● **Problem to solve**: Send back every record exactly.

>>>>

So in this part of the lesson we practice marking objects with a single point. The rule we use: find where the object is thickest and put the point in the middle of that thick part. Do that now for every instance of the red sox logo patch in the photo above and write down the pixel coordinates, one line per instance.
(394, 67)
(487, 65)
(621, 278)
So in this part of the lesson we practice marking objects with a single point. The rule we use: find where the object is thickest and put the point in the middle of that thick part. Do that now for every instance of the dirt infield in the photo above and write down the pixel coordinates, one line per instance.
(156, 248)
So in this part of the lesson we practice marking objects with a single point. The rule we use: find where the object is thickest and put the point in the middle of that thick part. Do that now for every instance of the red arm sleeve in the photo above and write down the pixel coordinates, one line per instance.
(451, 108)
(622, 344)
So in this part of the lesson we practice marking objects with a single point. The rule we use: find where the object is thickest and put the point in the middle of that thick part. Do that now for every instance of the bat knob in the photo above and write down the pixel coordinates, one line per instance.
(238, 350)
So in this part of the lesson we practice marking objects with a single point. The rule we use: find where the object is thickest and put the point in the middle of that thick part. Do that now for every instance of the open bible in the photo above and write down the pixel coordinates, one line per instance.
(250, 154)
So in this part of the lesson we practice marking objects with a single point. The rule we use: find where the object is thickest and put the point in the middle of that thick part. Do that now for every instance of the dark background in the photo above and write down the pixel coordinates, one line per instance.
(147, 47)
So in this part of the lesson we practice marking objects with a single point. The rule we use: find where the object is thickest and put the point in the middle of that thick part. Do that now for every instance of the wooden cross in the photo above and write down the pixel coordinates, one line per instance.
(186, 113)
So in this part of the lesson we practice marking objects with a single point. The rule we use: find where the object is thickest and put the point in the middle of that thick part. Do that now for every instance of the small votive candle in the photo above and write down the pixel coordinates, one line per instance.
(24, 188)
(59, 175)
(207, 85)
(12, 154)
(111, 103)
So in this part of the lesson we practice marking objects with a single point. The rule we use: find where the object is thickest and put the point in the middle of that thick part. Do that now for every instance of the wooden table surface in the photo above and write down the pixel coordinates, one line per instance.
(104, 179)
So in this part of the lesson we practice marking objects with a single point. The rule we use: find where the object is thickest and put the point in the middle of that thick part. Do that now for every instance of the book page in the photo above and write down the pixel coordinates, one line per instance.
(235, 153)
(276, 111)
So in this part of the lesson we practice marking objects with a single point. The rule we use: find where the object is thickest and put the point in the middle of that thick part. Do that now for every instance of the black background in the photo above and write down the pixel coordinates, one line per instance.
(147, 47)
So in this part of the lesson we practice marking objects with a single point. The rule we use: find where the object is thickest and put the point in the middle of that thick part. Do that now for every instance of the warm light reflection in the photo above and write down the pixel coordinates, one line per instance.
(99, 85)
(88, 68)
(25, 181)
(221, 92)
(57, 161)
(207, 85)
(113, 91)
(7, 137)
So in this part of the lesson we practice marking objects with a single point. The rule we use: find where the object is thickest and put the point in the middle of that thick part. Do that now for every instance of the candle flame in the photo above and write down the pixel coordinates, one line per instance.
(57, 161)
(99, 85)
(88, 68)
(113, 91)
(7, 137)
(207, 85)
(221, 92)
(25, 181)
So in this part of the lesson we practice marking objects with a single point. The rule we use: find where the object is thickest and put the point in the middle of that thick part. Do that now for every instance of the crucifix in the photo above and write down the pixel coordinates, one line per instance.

<<<<

● **Solution for this exercise**:
So in this part of the lesson we practice marking objects with a single point. The rule we use: find where the object is thickest and put the point in the middle of that thick part. Do that now for every instance of the red sox logo patch in the photo above and write down the pixel coordinates, one line per instance.
(394, 67)
(487, 65)
(621, 278)
So in this part of the lesson we practice marking objects with a single point. The rule we use: find where the object is thickest and put the point in the middle of that thick part. Do that now for every instance of the dirt infield in the photo above and write down the pixel coordinates, one line per instance.
(156, 248)
So in this part of the lesson we practice marking objects with a single point. The rule we use: find where the object is thickest and put the point in the middle of that thick part. Do that now for every instance of the red arm sleeve in the photo above and write down the pixel coordinates, one line per instance.
(451, 108)
(622, 344)
So in this part of the lesson we practice marking objects with a single point. The rule we use: find where the object is thickest and put the point in the middle of that thick part. Do that now for every instance of the bat knob in the photo above and write down the pixel coordinates, one line per instance.
(238, 350)
So in this part of the lesson we practice marking objects with a single point. The rule we use: find where the object is thickest and put the point in the middle of that thick part. Do that now for every instance of the open bible in the photo above and write down the pixel coordinates, one line per instance.
(250, 154)
So in this part of the lesson we practice marking objects with a single point. The rule we use: find where the object is thickest and put the point in the middle of that thick part. Do that now for every instance of the dark background in the photo above and write down the pixel coordinates, one line per instance.
(147, 47)
So in this part of the lesson we practice marking objects with a single point. The rule we use: find where the object is thickest and put the point in the middle of that thick part. Do that now for every instance of the wooden cross in the photo above and write down the pixel coordinates, one line per instance.
(186, 113)
So in this part of the lesson we practice marking objects with a single point. The rule we use: find where the object is thickest and put the point in the middle of that thick part. Do that now for every instance of the small votive candle in the photo above and write down the pixel coordinates, one line per instance.
(24, 188)
(59, 175)
(207, 85)
(12, 154)
(111, 103)
So in this part of the lesson we practice marking objects with a single point. The rule we use: find where the object is thickest and put the point in the middle of that thick part. Do that now for every instance of the wooden table surface in the photo above and write down the pixel coordinates, one line per instance.
(104, 179)
So in this part of the lesson we practice marking objects with a single point. The rule we use: find where the object is thickest and put the point in the middle of that thick part. Do that now for every instance of the book page in the photo above and write down the pixel coordinates, one line per instance.
(235, 153)
(276, 111)
So in this part of the lesson we practice marking objects with a single point. The rule we use: find where the object is thickest and put the point in the middle of that thick part. Do that now for every instance of the black background in the photo above and write down the pixel coordinates, one line per instance.
(147, 47)
So in this part of the lesson we practice marking objects with a single point. The rule we use: find where the object is thickest and put the point in the middle of that thick part. Do that now for every instance of the warm light reflection in the photo above and write down the pixel coordinates, one line per instance.
(99, 85)
(88, 68)
(25, 181)
(221, 92)
(57, 161)
(207, 85)
(113, 91)
(7, 137)
So in this part of the lesson we practice marking objects with a single point. The rule we use: find where the object is thickest and put the point in the middle of that thick part. Do that now for every instance of the candle flame in the photo above and write down the pixel coordinates, one line per instance.
(57, 161)
(99, 85)
(88, 68)
(113, 91)
(7, 137)
(207, 85)
(221, 92)
(25, 181)
So in this part of the lesson we practice marking objects with a single point. The rule we use: find where the object is thickest and put the point in the middle of that thick part. Do that now for every instance of the crucifix in the photo above and write down the pixel coordinates, one line per instance.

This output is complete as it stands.